Lines of data:
────

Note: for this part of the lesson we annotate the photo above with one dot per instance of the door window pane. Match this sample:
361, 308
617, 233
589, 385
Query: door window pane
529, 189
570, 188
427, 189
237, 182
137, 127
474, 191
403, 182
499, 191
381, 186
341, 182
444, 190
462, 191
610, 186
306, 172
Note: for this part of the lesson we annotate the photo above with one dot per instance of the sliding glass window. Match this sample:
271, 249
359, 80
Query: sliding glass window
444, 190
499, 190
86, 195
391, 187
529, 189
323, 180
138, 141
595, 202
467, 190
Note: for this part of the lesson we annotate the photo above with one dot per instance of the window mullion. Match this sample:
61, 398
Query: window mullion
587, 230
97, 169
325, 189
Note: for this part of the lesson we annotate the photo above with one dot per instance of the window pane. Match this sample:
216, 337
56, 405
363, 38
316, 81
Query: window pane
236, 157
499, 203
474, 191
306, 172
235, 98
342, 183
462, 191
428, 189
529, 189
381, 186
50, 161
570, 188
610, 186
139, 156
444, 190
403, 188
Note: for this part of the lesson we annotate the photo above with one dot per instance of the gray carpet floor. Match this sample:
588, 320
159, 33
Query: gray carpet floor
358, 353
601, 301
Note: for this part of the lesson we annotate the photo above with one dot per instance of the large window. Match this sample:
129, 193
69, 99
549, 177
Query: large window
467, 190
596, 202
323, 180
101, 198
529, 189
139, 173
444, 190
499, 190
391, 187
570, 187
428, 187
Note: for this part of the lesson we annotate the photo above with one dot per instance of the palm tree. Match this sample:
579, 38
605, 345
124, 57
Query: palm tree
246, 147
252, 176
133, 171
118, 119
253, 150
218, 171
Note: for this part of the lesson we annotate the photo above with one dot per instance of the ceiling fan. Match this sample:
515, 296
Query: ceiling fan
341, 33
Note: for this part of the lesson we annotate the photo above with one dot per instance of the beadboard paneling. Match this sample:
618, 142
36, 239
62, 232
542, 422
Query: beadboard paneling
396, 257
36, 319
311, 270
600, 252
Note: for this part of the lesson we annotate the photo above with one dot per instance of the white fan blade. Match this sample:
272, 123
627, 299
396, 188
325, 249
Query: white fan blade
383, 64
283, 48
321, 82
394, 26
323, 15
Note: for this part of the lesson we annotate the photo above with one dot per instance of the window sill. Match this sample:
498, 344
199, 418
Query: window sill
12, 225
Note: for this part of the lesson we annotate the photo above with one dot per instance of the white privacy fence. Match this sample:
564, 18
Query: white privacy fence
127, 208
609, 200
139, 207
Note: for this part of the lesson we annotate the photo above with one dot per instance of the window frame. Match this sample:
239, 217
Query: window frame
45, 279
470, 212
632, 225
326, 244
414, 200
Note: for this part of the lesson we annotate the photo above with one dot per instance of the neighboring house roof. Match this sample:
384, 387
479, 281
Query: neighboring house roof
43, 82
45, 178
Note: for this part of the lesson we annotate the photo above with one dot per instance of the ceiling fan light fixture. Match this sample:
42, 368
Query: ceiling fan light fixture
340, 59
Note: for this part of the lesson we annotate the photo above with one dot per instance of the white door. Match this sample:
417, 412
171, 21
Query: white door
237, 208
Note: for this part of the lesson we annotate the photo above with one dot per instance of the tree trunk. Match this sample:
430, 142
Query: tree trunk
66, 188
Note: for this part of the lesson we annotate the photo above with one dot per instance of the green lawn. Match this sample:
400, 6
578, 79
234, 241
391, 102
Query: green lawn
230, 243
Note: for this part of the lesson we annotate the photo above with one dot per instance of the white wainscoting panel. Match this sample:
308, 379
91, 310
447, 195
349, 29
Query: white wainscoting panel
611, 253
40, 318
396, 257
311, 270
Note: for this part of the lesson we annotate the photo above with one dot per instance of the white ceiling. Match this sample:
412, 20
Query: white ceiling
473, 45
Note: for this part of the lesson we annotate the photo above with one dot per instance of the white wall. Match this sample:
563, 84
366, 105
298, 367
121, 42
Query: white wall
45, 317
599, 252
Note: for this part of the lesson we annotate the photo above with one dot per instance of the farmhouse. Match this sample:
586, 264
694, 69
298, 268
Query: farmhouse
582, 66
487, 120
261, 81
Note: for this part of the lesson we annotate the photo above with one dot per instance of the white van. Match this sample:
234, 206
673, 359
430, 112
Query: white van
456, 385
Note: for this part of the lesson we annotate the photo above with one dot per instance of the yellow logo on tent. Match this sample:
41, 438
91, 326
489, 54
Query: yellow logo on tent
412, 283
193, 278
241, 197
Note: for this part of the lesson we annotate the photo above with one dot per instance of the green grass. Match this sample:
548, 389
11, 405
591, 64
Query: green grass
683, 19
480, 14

────

Work required: Copy out the material word for word, starting at the line containing "the white wainscoting" and ending with the final line, both included.

Full answer:
Note: for this part of the lesson we annotate the photo above with one dot per instance of the white wainscoting panel. Match this sample:
308, 379
91, 310
447, 195
349, 29
Query: white wainscoting panel
611, 253
40, 318
396, 257
311, 270
Note: for this part of the lesson we annotate the photo above with one dot per instance of the white ceiling. Match this sample:
412, 20
Query: white ceiling
473, 45
Note: for this part of the lesson we annotate the photo above with one dot per instance of the white wall. Match this sample:
563, 84
366, 105
298, 367
121, 42
Query: white wall
45, 317
599, 252
Note: for this part of the lesson we annotate the photo above with one dot per instance of the farmhouse. Match this sample:
586, 264
694, 69
298, 268
Query: farmhouse
582, 66
487, 120
261, 81
Note: for this part of the lesson we annotate the photo above with one dot per instance of the white van. Match this sample:
234, 206
673, 359
430, 112
Query: white van
456, 385
Note: for this part of the lesson we annotate the photo above with one dot per instance of the yellow logo on tent. Match this sample:
41, 438
91, 326
489, 54
Query: yellow logo on tent
412, 283
193, 278
241, 197
Note: for this part of the lesson we annotate the photo above with one dot per instance of the green grass. Match this sample:
548, 389
11, 405
591, 64
Query: green grass
683, 19
480, 14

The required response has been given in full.